Requirement: Exactly reproduce the line that contains "Target: water stream" and all lines after it in the entries below, through the very last line.

· · · · ·

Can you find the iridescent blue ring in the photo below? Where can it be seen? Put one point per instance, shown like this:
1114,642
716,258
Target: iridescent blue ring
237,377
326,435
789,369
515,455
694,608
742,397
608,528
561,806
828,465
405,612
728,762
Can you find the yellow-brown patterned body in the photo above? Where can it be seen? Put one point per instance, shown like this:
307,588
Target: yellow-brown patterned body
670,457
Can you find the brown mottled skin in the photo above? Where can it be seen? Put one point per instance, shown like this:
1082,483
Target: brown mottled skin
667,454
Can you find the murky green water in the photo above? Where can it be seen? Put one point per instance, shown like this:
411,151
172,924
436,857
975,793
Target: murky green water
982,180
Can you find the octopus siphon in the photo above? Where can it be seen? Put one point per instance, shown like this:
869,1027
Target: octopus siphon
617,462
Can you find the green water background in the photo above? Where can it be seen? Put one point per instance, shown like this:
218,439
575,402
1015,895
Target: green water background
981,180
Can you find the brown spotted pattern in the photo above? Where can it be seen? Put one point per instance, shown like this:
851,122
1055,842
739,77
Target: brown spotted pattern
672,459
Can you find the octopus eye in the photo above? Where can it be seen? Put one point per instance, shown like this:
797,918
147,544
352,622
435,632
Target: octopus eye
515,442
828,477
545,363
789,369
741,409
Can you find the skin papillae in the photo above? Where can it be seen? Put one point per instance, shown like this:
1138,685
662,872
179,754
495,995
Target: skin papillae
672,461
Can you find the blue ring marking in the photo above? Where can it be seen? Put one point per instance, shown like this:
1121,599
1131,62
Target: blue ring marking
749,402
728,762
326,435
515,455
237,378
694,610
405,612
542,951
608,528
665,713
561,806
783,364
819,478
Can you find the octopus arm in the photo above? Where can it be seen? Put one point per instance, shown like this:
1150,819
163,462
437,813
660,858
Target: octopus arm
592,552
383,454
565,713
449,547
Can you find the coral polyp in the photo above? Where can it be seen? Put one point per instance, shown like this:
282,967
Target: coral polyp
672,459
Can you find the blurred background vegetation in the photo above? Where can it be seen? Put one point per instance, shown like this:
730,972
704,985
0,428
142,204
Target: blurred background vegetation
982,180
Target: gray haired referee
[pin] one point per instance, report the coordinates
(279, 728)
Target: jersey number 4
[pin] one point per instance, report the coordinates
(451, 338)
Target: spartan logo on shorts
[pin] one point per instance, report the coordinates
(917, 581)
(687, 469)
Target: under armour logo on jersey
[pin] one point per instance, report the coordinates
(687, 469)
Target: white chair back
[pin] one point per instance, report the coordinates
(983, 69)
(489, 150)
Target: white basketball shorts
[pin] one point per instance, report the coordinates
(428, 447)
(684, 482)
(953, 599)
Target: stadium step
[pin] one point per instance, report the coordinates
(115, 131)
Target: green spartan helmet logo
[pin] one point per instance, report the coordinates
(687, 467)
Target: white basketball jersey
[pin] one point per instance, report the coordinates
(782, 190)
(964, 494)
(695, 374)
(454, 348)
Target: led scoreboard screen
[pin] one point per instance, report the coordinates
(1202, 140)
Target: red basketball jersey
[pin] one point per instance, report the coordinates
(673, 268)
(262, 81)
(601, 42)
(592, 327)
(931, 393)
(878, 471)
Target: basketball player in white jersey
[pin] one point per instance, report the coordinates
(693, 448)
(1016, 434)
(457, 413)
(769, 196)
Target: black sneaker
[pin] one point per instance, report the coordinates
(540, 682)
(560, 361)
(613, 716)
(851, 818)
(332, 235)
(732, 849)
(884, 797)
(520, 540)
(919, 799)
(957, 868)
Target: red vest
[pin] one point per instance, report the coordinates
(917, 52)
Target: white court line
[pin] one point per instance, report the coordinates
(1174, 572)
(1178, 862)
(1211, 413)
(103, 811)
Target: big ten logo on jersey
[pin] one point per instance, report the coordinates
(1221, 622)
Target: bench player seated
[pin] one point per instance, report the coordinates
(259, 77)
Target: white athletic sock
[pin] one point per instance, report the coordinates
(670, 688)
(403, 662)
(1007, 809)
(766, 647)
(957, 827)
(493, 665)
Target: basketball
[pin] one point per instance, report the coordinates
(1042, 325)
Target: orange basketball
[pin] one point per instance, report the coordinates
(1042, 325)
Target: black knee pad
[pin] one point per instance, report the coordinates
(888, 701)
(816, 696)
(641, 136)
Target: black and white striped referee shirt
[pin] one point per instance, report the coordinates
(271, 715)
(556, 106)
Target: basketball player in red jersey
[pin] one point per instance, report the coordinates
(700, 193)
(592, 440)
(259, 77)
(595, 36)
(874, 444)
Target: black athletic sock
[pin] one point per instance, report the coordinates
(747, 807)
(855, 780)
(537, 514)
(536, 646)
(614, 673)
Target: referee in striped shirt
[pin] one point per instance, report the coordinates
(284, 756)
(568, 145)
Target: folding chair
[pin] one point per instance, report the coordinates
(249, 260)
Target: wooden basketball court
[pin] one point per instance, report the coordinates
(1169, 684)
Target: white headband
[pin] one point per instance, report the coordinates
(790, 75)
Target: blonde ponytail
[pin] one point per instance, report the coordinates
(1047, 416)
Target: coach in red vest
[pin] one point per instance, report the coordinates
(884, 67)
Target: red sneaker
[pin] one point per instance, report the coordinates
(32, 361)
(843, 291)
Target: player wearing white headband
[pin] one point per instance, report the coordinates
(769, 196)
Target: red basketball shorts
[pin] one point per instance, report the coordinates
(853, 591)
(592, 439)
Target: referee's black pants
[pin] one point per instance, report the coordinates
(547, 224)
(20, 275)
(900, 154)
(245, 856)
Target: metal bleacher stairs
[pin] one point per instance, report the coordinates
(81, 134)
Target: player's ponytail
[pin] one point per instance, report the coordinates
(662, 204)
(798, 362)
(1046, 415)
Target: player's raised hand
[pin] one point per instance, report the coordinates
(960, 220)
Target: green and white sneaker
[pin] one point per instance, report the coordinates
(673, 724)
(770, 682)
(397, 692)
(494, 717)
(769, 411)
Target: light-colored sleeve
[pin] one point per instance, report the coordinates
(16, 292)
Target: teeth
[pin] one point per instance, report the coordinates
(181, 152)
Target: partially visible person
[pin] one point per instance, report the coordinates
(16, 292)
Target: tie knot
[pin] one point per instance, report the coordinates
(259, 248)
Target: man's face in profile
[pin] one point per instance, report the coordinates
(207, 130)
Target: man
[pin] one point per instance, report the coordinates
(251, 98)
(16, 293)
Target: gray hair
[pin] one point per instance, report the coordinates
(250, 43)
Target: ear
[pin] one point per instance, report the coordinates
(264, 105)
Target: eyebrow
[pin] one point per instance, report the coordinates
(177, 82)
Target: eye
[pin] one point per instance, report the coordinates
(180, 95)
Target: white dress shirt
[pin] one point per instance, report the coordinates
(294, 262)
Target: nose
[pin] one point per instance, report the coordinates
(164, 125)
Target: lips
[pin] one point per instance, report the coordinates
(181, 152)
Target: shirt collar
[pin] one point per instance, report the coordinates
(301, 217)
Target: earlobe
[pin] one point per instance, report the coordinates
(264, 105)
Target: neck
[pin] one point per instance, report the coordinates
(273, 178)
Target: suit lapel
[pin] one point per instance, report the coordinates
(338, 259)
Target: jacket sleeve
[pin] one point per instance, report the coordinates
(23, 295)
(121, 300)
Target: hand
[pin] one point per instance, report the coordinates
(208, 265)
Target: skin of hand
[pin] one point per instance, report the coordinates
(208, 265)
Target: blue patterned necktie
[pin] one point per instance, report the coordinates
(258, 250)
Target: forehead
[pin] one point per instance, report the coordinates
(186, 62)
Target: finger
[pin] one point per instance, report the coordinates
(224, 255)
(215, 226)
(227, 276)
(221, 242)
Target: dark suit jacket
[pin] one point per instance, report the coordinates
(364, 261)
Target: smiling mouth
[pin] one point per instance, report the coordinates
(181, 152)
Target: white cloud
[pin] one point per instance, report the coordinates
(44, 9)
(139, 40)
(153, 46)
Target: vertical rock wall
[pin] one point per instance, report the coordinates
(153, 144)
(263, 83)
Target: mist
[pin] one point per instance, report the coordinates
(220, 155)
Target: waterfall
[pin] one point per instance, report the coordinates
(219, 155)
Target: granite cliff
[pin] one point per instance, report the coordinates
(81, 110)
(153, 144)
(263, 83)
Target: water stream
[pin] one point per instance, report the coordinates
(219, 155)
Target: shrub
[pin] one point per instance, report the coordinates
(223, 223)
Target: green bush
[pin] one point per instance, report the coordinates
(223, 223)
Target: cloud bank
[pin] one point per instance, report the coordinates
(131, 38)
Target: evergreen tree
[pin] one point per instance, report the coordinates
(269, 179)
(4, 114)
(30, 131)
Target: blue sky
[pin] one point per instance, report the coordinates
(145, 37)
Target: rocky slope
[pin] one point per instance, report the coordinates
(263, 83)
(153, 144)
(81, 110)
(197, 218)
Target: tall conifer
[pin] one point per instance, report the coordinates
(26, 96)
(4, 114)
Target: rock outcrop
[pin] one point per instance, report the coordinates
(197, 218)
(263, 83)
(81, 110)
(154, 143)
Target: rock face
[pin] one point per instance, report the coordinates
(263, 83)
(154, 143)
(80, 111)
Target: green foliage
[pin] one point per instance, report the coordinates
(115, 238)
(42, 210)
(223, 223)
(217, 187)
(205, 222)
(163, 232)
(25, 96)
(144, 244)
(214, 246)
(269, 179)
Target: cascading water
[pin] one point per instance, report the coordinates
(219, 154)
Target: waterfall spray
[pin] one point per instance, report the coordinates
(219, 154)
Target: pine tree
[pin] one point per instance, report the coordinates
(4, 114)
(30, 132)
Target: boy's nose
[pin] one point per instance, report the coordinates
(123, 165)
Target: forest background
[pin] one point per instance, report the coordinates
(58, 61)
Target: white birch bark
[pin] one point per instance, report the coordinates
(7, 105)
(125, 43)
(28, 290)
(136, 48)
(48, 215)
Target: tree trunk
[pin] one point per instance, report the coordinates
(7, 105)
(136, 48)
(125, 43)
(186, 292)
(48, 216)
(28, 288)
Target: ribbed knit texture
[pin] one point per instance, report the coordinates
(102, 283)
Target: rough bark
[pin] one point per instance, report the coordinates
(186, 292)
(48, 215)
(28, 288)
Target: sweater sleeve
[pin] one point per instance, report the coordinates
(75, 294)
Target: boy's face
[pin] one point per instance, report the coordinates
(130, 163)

· · · · ·

Written reply:
Target: water stream
[pin] one point per instance, report the coordinates
(219, 155)
Target: shrub
[pin] one point per instance, report the coordinates
(223, 223)
Target: green bush
[pin] one point per instance, report the coordinates
(223, 223)
Target: cloud bank
[pin] one point per instance, report the coordinates
(131, 38)
Target: evergreen tree
[pin] one point per instance, report the coordinates
(269, 179)
(4, 114)
(30, 131)
Target: blue sky
[pin] one point per instance, report the coordinates
(145, 37)
Target: rocky slope
[pin] one point per instance, report the coordinates
(263, 83)
(153, 144)
(81, 110)
(197, 218)
Target: tall conifer
[pin] one point per instance, report the coordinates
(26, 96)
(4, 114)
Target: rock outcrop
[pin] one point per instance, report the coordinates
(197, 218)
(263, 83)
(81, 110)
(154, 143)
Target: rock face
[pin] one point per instance, report the coordinates
(263, 83)
(154, 143)
(80, 111)
Target: green foliage
[pin] one point per instance, report the coordinates
(115, 238)
(42, 210)
(223, 223)
(217, 187)
(205, 222)
(163, 232)
(25, 96)
(144, 244)
(214, 246)
(269, 179)
Target: cascading water
[pin] one point per instance, report the coordinates
(219, 154)
Target: waterfall spray
[pin] one point per instance, report the coordinates
(219, 154)
Target: pine tree
[pin] one point per instance, report the coordinates
(4, 114)
(30, 132)
Target: boy's nose
[pin] one point per instance, report the coordinates
(123, 165)
Target: forest background
[pin] one point per instance, report the coordinates
(58, 61)
Target: white birch bark
[pin] one point per instance, report the coordinates
(7, 105)
(125, 43)
(28, 290)
(136, 48)
(48, 215)
Target: tree trunk
[pin] one point per instance, report the coordinates
(7, 105)
(136, 48)
(125, 43)
(186, 292)
(48, 216)
(28, 288)
Target: ribbed knit texture
[pin] one point per instance, report the coordinates
(102, 283)
Target: rough bark
[pin] one point per instance, report the coordinates
(186, 292)
(48, 215)
(28, 288)
Target: sweater sleeve
[pin] one point per instance, report the coordinates
(75, 294)
Target: boy's face
[pin] one point per instance, report the coordinates
(130, 163)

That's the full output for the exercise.